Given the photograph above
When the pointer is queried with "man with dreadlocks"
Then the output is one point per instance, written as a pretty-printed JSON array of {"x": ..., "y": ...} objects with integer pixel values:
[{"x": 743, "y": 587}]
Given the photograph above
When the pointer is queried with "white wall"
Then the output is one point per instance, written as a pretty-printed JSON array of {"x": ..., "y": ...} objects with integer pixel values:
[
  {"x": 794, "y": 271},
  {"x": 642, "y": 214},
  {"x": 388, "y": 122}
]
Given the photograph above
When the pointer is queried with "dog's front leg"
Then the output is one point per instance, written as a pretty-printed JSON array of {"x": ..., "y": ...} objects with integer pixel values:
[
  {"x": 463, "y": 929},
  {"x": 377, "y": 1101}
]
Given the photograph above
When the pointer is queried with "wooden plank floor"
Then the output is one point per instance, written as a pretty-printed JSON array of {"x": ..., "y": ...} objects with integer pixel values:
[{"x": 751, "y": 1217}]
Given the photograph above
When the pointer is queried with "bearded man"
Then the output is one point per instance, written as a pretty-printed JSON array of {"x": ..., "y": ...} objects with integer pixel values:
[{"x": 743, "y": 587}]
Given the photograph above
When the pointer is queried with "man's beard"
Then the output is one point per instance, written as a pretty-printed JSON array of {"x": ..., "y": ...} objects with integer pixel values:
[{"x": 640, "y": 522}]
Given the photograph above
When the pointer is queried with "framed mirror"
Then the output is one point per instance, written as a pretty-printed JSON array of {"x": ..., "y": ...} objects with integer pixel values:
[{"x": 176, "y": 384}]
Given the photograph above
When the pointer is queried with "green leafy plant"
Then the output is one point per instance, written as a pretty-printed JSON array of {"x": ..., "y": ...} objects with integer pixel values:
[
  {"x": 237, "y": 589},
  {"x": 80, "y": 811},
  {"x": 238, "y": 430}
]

--

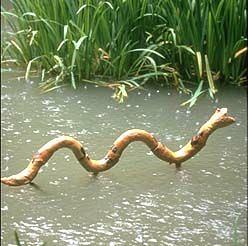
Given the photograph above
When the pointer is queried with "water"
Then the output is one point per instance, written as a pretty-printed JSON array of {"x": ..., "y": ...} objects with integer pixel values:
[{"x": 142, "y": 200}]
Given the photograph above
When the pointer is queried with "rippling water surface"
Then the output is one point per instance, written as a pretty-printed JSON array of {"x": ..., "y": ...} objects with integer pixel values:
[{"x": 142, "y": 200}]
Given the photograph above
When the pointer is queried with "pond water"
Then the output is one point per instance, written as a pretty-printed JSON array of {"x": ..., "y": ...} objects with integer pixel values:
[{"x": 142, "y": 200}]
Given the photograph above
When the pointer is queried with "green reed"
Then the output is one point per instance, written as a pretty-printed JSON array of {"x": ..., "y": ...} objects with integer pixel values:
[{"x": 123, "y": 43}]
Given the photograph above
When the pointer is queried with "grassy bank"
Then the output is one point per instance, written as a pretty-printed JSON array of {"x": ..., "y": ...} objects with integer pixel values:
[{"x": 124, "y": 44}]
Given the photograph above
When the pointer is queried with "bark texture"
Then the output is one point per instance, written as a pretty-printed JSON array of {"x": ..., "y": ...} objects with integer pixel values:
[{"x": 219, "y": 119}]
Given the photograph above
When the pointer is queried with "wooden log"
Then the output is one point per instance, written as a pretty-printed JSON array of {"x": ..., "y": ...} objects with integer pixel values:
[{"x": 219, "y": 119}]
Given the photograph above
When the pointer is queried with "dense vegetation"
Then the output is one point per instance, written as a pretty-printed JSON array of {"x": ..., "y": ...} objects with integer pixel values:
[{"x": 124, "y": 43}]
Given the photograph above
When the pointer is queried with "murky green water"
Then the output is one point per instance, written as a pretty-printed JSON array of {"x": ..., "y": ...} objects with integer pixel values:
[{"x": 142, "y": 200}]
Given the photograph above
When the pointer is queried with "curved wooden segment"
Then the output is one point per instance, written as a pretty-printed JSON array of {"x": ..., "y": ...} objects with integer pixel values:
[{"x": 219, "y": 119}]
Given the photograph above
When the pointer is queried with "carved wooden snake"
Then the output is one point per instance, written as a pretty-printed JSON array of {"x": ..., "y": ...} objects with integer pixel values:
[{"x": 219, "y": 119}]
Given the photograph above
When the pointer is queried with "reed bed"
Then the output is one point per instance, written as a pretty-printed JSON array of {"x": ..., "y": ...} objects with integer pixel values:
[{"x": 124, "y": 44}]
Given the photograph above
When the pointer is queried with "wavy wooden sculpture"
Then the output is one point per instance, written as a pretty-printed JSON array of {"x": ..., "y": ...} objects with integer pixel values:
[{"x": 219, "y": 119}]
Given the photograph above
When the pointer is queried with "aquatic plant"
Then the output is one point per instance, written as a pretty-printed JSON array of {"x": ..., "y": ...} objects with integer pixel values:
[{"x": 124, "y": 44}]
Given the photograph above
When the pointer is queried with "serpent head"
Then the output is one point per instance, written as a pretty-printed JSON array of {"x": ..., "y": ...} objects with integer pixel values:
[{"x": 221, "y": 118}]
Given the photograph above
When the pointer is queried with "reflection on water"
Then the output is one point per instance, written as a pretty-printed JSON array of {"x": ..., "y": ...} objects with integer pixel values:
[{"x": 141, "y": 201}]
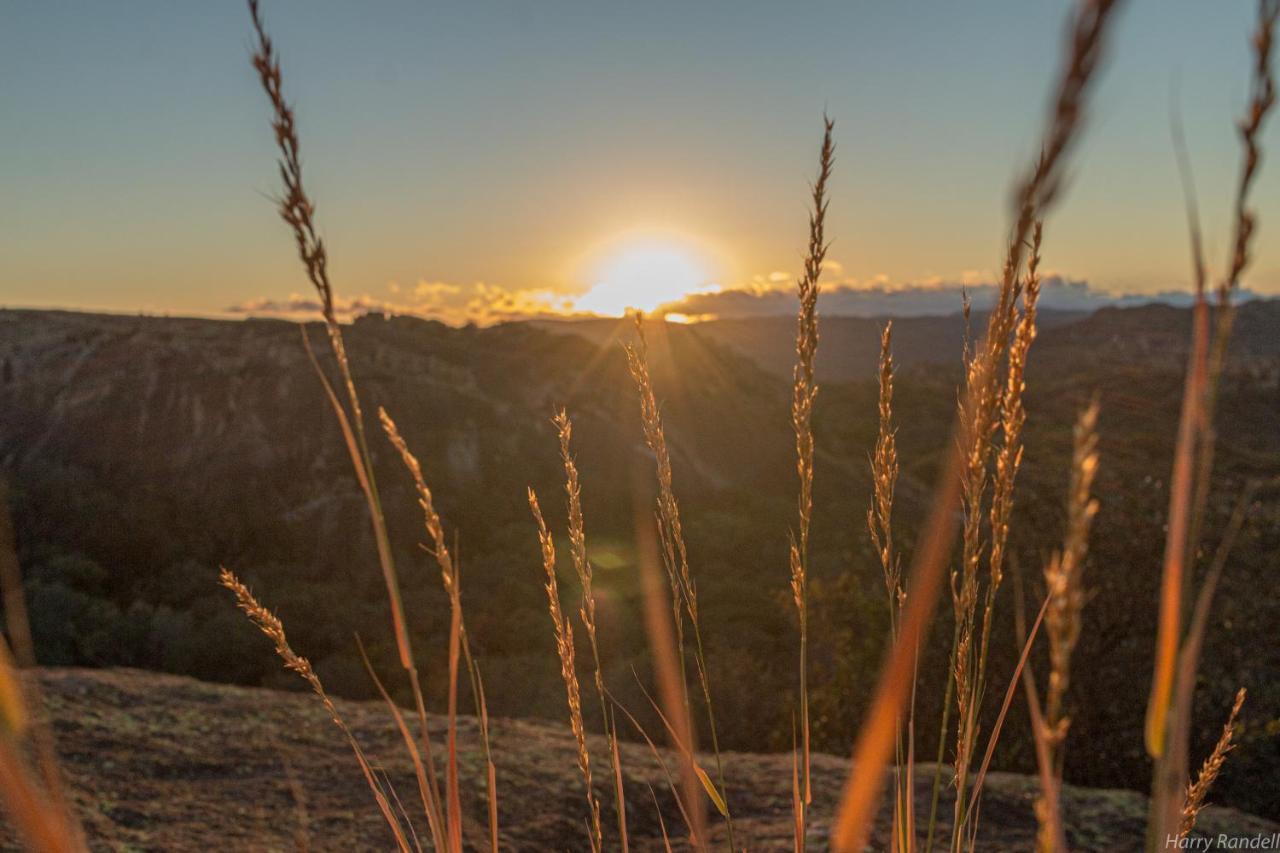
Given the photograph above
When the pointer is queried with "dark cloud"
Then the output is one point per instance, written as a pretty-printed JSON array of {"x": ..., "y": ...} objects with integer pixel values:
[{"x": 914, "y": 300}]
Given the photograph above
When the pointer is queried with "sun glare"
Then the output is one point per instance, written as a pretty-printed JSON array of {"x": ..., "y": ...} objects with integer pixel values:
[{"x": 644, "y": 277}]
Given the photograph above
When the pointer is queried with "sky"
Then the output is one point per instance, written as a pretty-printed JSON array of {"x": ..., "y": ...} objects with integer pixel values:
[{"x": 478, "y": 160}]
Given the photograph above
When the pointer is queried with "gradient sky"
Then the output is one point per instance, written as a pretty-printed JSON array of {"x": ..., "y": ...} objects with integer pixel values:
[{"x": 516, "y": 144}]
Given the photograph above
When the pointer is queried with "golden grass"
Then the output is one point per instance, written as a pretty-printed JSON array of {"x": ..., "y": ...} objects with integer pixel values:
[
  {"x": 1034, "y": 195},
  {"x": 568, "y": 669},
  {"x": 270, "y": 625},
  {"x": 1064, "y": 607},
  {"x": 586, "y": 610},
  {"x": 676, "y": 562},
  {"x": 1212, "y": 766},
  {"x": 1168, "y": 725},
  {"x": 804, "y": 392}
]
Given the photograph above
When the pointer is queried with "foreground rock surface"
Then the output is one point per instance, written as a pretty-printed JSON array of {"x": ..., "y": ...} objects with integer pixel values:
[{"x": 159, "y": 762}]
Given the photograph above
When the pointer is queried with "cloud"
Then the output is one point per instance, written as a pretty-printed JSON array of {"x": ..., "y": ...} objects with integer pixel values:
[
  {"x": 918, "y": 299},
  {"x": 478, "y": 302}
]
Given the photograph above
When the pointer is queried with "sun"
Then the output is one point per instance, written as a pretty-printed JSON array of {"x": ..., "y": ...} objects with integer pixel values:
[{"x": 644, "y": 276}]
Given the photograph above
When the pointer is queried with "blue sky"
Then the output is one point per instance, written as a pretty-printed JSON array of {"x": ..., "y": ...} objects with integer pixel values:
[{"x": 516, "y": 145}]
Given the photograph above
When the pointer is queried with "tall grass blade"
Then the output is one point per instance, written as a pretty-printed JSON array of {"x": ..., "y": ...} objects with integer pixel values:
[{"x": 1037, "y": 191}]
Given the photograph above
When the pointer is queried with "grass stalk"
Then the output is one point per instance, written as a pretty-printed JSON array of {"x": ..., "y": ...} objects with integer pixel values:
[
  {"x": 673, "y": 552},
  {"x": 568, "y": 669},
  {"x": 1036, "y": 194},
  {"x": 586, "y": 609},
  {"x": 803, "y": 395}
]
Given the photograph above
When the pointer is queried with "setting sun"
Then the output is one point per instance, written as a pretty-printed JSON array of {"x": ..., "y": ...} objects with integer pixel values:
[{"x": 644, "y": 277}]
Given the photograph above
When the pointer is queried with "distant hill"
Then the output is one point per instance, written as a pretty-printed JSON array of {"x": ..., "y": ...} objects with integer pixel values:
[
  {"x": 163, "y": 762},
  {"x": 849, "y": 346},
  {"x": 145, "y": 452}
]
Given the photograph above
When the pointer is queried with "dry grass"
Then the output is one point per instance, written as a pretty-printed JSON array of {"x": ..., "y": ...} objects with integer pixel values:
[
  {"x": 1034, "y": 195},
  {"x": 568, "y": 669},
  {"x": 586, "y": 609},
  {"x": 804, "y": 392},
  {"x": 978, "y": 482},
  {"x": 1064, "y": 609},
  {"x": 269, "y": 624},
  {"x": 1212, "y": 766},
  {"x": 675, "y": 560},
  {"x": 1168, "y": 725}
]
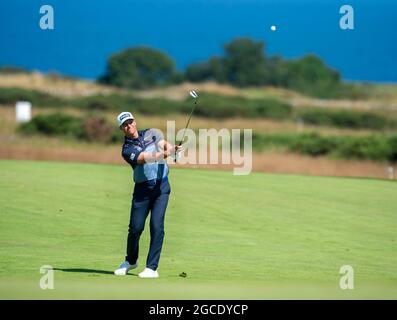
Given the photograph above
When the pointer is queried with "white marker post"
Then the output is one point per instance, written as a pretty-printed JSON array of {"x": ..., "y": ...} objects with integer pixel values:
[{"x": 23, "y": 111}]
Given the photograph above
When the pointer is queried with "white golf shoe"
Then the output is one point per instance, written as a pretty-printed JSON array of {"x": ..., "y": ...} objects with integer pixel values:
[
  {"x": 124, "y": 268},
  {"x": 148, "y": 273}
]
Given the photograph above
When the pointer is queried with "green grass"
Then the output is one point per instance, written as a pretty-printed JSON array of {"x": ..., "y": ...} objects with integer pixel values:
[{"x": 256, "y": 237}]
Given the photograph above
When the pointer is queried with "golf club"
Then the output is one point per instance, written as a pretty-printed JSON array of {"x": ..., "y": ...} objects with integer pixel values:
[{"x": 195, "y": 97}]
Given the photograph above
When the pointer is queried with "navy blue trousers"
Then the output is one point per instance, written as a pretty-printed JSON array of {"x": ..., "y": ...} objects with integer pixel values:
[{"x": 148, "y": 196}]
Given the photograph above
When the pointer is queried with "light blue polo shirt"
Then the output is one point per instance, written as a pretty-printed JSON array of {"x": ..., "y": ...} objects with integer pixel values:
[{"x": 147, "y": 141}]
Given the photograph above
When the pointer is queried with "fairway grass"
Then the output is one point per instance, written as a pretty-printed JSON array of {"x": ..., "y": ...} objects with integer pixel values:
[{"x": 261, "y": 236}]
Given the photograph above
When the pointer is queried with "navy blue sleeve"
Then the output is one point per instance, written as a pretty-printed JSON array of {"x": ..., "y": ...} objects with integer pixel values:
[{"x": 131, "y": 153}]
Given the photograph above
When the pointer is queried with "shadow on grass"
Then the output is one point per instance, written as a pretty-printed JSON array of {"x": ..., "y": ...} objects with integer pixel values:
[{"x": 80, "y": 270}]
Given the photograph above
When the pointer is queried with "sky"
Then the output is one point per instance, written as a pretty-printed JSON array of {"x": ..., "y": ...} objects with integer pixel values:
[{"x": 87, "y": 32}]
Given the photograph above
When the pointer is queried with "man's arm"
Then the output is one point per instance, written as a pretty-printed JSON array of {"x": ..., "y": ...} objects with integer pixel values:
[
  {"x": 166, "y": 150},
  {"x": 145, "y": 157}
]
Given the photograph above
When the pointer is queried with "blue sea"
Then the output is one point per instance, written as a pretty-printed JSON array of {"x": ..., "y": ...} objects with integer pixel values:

### [What to work on]
Scan the entries above, and wherever a line holds the string "water", copy it.

### [Expected output]
When the pointer is queried with "water"
When the pointer is queried with "rippling water surface"
When the pointer is queried with "pond water"
When the pointer is queried with "murky green water"
When the pointer is queried with "reflection on water"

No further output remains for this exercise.